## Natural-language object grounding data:

-- Opening Marker --

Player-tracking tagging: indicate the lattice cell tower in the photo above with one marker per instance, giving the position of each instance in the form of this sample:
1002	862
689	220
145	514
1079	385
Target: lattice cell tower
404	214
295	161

-- Closing Marker --

## ASSIGNMENT:
Could every entry be given again exactly, with no line skipped?

## FINAL ANSWER:
Player-tracking tagging: indicate the lattice cell tower in the photo above with one marker per instance, giving the position of each instance in the form of this sample:
1002	862
689	220
145	514
1079	385
Target: lattice cell tower
404	214
295	161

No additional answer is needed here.